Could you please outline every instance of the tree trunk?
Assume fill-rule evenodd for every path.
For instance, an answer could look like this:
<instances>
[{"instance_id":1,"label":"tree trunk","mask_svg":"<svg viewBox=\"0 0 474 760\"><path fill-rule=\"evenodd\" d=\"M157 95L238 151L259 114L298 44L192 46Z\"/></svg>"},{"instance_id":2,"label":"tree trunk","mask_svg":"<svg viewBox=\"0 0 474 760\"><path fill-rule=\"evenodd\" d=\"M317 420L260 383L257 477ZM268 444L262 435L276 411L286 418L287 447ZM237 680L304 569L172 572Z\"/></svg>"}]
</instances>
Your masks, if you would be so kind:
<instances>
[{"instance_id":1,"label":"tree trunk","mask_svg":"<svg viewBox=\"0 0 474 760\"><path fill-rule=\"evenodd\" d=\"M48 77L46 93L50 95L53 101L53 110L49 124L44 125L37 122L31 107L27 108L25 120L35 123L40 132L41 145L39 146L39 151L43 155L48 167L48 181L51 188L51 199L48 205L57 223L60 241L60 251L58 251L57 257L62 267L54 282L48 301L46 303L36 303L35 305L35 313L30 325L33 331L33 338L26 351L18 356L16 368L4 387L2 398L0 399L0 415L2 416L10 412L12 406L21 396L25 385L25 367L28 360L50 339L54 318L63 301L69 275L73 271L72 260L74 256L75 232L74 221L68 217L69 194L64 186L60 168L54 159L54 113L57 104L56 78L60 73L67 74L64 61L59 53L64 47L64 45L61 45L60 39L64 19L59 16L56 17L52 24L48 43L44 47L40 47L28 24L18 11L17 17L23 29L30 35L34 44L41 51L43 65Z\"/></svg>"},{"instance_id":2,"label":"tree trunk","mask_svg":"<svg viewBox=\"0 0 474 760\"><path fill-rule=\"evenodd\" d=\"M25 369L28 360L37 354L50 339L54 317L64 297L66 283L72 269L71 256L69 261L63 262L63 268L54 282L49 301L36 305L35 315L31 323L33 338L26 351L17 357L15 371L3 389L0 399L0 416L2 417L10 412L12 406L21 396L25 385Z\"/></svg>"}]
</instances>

⁂

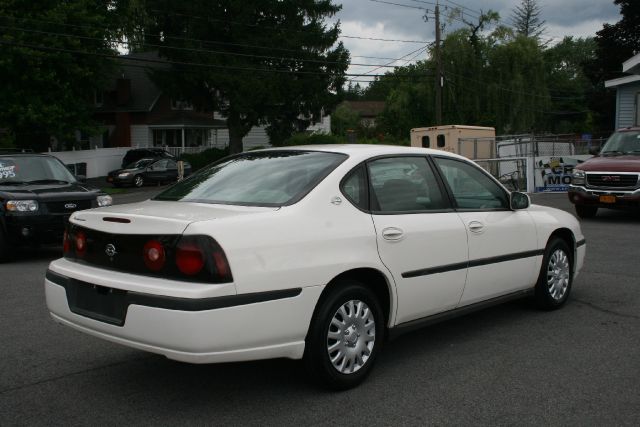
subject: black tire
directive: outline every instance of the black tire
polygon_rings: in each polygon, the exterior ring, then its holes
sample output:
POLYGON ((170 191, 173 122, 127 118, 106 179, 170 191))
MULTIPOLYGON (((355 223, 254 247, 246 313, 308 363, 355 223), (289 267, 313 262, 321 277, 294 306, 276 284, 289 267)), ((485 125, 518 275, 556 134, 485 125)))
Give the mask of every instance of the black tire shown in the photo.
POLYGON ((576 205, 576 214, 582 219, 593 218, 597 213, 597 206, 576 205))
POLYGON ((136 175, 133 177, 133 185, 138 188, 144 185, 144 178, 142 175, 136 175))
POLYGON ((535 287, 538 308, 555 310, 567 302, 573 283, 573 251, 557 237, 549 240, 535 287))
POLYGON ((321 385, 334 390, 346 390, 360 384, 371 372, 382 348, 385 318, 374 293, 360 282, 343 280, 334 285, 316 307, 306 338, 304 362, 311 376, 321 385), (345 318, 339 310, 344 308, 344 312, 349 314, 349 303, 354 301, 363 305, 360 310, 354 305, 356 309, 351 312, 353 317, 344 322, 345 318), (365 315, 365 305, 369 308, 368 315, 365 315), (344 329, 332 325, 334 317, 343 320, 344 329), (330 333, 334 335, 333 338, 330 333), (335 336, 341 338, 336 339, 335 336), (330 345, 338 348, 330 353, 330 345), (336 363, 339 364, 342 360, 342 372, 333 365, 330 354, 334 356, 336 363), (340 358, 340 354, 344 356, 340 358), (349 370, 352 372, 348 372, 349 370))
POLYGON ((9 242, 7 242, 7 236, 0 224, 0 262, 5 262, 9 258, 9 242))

⁂

§ WHAT IS BEING ASKED: Write out exactly the lines above between the line with "polygon_rings: in each" and the line with "MULTIPOLYGON (((355 223, 254", inclusive, and nothing beyond them.

§ TASK RESPONSE:
polygon_rings: in each polygon, the exterior ring, then its holes
sample output:
POLYGON ((170 191, 173 122, 127 118, 106 179, 170 191))
MULTIPOLYGON (((355 223, 254 247, 246 313, 308 363, 355 223), (289 267, 313 262, 321 277, 294 306, 276 284, 289 267)), ((485 125, 518 275, 556 134, 485 125)))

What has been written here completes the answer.